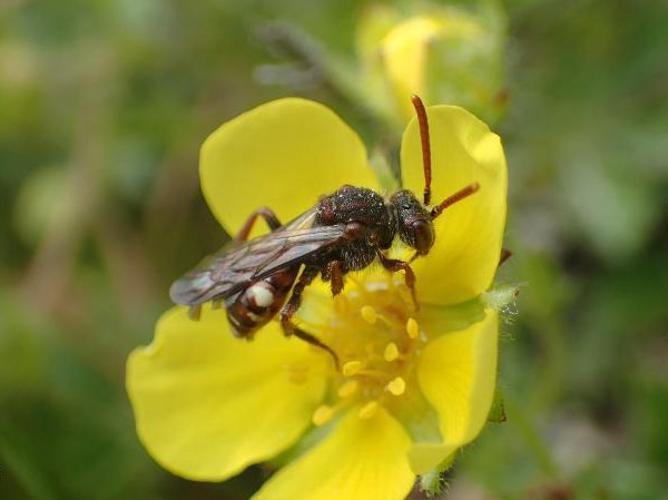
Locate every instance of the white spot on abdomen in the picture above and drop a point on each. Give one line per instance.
(261, 295)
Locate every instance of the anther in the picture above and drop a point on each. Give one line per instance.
(369, 314)
(391, 352)
(368, 410)
(322, 415)
(348, 388)
(397, 386)
(351, 368)
(412, 328)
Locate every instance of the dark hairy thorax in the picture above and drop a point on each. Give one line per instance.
(362, 209)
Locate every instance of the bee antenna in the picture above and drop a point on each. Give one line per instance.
(426, 146)
(452, 199)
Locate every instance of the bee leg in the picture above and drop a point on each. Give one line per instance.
(334, 272)
(505, 255)
(291, 307)
(267, 214)
(394, 265)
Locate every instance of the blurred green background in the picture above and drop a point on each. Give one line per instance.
(103, 106)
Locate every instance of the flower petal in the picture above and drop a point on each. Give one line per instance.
(405, 51)
(283, 154)
(468, 234)
(457, 375)
(207, 404)
(361, 459)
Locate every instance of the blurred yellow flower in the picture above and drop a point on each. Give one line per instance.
(444, 54)
(415, 385)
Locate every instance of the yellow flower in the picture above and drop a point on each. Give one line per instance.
(415, 385)
(444, 54)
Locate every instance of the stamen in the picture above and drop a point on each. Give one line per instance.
(352, 368)
(412, 328)
(397, 386)
(348, 388)
(391, 352)
(368, 410)
(322, 415)
(369, 315)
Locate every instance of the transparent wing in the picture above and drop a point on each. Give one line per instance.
(238, 265)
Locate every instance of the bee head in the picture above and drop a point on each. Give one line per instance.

------------------------------------------------------------------------

* OBJECTIVE
Reproduce every line above as written, skipping pictures.

* EXPECTED ANSWER
Locate every instance of the white spot on abdomen in the picture above and drop a point on each. Give one line per instance.
(261, 295)
Locate every instance of the anther in the picture above and drop a point on each. Give one line per instance.
(369, 314)
(391, 352)
(368, 410)
(322, 415)
(348, 388)
(397, 386)
(351, 368)
(412, 328)
Locate every instance of the dark hairy thorax in the picture above and drop a point on each. Give one line per instance.
(362, 209)
Locate every instance of the bee antenna in the picture above and drop a point on each. Give one line per instance.
(426, 146)
(452, 199)
Locate every instance of the bee leg in the picture above and drop a point on each. Give one line per instance.
(334, 272)
(505, 255)
(291, 307)
(267, 214)
(394, 265)
Locate every instance of the blurred green background in the picture above and drop a point on each. Give one line per instance.
(103, 106)
Locate every instance of the flower petal in the picture above and drop a point on each. Give one line per instance.
(405, 51)
(283, 154)
(468, 234)
(457, 375)
(207, 404)
(361, 459)
Locate every instance of the blurred yellow flower in the picture above and drop a point on each. Give one line per instance.
(444, 54)
(415, 385)
Locate every instance of the yellow flower in the picture above and drop a point on each. Give one line per instance.
(415, 385)
(444, 54)
Locate every instance of the stamen in the picture above and drop a point on each. Give one line per instance.
(352, 368)
(412, 328)
(397, 386)
(348, 388)
(391, 352)
(368, 410)
(322, 415)
(369, 315)
Locate every instance of the transparent wing in the picture above and drop a point on each. Give one line per instance.
(238, 265)
Locate every instance of the bee head in the picture above and drop a point on each. Give one line per instance.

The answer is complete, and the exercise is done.